== EXERCISE DATA
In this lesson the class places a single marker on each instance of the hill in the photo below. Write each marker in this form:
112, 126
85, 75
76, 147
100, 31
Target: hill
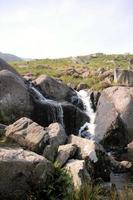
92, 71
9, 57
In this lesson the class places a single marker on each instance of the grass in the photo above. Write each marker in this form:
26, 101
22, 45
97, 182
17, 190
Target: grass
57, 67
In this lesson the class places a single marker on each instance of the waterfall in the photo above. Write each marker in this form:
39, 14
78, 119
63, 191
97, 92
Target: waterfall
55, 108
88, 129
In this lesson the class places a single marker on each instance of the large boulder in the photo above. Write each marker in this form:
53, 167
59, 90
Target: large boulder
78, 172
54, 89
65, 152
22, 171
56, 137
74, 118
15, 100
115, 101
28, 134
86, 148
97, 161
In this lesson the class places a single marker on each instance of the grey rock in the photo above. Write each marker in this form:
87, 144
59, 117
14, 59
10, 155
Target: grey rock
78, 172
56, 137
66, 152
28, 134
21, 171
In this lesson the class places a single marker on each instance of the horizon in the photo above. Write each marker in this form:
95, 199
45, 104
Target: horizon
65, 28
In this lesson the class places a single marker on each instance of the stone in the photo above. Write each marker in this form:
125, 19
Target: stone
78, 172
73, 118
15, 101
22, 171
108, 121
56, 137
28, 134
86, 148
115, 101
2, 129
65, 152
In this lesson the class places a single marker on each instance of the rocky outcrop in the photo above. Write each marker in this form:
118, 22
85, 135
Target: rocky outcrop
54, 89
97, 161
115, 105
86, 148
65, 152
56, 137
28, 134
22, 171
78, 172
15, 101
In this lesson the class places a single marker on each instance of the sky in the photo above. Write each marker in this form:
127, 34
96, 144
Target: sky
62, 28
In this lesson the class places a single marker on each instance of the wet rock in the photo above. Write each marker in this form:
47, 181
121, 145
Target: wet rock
====
• _EXERCISE OBJECTIVE_
Write the full listing out again with every line unchanged, but include no pictures.

• _ANSWER TO THE EXERCISE_
In this lesson the class places a single marker on each instance of the hill in the photo below. Write each marker in this form:
112, 126
85, 75
76, 147
100, 31
Target: hill
92, 71
9, 57
In this lesson the class places a single marker on each instance of the grass in the photo above. Write each marker in this form:
26, 101
22, 45
97, 182
17, 190
Target: grass
57, 67
In this lesson the class places a single marker on each instance of the waterfall in the photo above. Write each marker in this form:
39, 14
78, 119
63, 191
97, 92
Target: waterfall
55, 108
88, 129
In this lesson the class places a single marker on each instance of the large boulder in the photo above. Write each marker in this form:
53, 167
59, 90
Target: large boulder
78, 172
54, 89
65, 152
22, 171
56, 137
74, 118
15, 100
115, 101
28, 134
86, 148
97, 161
In this lesson the class places a single marker on each instance of the grey rock in the photo above. Write each marker in this form:
87, 144
59, 117
14, 59
10, 155
Target: grey rock
78, 172
56, 137
66, 152
28, 134
21, 171
In this lesson the class places a single marker on each instance of the horizon in the photo above. Write each marker in this form:
95, 199
45, 104
Target: horizon
65, 28
In this lesson the class places a single marker on each instance of the stone in the photo above. Write each marker in this form:
125, 19
Target: stone
78, 172
73, 118
15, 101
22, 171
108, 121
56, 137
28, 134
86, 148
115, 101
2, 129
65, 152
In this lesson the class places a single marker on each instance of the rocky outcrop in the photo above. Write each marker in this form:
118, 22
85, 135
Target: rocky outcrop
54, 89
97, 161
115, 105
86, 148
65, 152
56, 137
28, 134
22, 171
78, 172
15, 101
In this lesson the class places a single marker on each instance of the sky in the photo above. Write each marker in this form:
127, 34
96, 144
Target: sky
62, 28
In this lesson the class places a single marker on each instance of the wet rock in the photo above. Write each marker in this form:
47, 181
121, 145
Target: wet rock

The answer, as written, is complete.